#### Selection ####

# Details for calculating the fundamental group of mapping torus

Let $$X$$ be a path connected topological space and $$x_0 \in X$$ be a basepoint. Let $$f:X \rightarrow X$$ be a continuous map and further assume that $$f(x_0)=x_0$$. Moreover, we assume that $$x_0$$ has a contractible neighborhood $$N \subseteq X$$. The mapping torus of $$f$$ is the quotient space $$M_f$$ of product space $$X \times I$$ ($$I=[0,1]$$) given by $$M_f:= X \times I/ (x,1) \sim (f(x),0).$$ Let $$m_0=(x_0,1/2)$$ be the basepoint of $$M_f$$. Now we want to show that the fundamental group of mapping torus is$$\pi_1(M_f,m_0) \cong \mathbb{Z} \ltimes_{f_{\ast}} G.$$Here $$f_{\ast}$$ is the induced homomorphism from $$\pi_1(X,x_0)$$ to $$\pi_1(X,x_0)$$. For simplicity, we just assume $$f_{\ast}$$ is an isomorphism. And $$G:=\pi_1(X,x_0)$$.

#### Record extracts ####

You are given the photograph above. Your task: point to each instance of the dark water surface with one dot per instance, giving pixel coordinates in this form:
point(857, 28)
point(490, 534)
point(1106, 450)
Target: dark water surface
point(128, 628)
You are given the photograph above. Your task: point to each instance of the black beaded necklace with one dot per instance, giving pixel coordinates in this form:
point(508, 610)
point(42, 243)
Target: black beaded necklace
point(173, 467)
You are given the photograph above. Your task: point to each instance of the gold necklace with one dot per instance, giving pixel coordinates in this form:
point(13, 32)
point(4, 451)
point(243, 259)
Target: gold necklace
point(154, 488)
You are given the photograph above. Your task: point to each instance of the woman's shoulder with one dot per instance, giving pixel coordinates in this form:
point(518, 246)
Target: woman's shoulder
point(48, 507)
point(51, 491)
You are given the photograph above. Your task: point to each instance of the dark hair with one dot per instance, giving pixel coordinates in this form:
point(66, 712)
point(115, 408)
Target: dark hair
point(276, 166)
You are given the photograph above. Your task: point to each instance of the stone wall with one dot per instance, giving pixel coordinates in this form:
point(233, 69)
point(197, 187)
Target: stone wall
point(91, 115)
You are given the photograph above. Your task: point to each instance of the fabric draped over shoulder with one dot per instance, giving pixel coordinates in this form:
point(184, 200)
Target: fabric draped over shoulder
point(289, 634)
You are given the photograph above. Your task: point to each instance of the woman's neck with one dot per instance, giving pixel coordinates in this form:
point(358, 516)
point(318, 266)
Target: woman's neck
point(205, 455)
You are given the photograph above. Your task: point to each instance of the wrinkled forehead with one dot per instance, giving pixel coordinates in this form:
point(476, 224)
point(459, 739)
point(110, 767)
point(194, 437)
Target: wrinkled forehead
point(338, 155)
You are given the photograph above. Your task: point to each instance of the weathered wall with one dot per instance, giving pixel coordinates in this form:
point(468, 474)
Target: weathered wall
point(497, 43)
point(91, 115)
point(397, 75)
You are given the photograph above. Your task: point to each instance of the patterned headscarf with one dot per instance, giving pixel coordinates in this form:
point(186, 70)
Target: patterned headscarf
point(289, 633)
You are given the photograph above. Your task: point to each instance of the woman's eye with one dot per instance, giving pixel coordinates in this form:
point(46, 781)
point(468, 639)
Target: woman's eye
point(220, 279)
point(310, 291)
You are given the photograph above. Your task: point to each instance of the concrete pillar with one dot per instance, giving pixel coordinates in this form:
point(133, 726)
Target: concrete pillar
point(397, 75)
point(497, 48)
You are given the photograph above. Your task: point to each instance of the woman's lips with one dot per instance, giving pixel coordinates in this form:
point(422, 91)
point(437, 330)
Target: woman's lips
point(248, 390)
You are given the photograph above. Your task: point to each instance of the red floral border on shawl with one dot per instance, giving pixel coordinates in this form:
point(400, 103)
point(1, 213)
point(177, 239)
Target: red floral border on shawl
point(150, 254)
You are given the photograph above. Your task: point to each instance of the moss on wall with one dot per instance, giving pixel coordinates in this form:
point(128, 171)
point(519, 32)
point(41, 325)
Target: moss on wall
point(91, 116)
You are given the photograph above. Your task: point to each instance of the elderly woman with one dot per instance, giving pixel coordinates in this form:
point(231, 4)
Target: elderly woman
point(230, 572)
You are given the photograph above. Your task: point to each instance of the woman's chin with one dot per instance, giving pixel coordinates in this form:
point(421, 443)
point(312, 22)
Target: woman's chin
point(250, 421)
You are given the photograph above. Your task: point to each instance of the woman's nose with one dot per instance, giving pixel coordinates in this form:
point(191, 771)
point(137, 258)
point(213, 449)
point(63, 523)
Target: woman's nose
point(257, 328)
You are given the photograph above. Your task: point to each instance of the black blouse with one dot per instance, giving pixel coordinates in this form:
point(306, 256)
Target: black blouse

####

▶ _To be done_
(A) In the mapping torus passage, which point is chosen as the basepoint of $$M_f$$?
(B) Please carry on the mapping torus passage from the point where it stops.

▶ _The results_
(A) The basepoint is $$m_0=(x_0,1/2)$$.

(B)
The idea for calculating the fundamental group is to use Seifert-van Kampen theorem. We let $$U \subseteq M_f$$ be the subspace which is the image of $$X \times (0,1)$$ under the quotient map. And we let $$V \subseteq M_f$$ be the subspace which is the image of $$(X \times [0,1/3))\bigcup (X \times (2/3,1]) \bigcup (N \times I)$$ under the quotient map. Now we know that $$M_f=U \bigcup V$$ and $$U,V,U \bigcap V$$ are all path connected. We can calculate directly that $$\pi_1(U)=G=\pi_1(X)$$ and $$\pi_1(U \bigcap V)=G \ast G=\pi_1(X) \ast \pi_1(X)$$. Now my question is how to use Seifert-van Kampen theorem to calculate $$\pi_1(V)$$ and then $$\pi_1(U \bigcup V)=\pi_1(M_f,m_0)$$? Or where can I find the references which give me the details on calculating the fundamental group of mapping torus? Thanks.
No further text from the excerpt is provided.